Each line of the listing below that includes "funnel" should be reported.

***** Exercise data

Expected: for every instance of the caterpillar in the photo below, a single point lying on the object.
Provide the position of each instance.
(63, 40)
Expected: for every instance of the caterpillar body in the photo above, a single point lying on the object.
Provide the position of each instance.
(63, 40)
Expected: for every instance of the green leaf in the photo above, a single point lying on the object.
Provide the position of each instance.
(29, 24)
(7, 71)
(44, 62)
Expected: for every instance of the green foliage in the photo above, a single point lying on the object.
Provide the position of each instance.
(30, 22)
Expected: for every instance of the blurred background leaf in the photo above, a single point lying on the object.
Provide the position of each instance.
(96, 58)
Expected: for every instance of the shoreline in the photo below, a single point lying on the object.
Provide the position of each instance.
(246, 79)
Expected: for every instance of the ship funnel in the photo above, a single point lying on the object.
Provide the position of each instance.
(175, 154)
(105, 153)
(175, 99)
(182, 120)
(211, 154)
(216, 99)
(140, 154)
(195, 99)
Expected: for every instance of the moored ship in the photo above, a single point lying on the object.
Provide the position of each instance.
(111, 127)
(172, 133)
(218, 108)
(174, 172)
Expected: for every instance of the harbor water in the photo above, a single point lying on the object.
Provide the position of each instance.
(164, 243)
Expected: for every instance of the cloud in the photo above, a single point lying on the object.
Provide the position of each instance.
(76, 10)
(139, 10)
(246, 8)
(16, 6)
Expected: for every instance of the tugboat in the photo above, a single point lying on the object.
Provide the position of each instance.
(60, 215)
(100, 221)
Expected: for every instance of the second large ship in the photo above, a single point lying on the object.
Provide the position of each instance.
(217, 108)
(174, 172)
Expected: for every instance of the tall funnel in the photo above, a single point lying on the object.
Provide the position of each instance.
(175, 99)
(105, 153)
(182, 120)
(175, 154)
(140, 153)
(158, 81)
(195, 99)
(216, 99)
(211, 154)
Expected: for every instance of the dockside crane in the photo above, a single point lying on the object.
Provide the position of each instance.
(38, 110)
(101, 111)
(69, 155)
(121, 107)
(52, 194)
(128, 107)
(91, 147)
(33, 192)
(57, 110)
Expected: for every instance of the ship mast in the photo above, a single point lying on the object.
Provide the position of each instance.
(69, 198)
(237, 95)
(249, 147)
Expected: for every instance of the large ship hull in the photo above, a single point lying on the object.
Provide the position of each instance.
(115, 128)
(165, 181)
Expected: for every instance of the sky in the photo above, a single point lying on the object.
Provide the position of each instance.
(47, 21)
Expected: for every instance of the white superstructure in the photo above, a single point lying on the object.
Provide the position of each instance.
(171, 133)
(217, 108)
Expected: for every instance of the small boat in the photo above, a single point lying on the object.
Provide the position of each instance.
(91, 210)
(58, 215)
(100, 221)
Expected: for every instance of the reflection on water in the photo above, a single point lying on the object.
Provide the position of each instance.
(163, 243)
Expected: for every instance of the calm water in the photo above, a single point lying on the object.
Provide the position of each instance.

**********

### Exercise solution
Expected: for every instance of the ship funnel in the photo above, a single point lying on the object.
Expected: for every instance of the tall funnel in the photo above, a single point lying on the object.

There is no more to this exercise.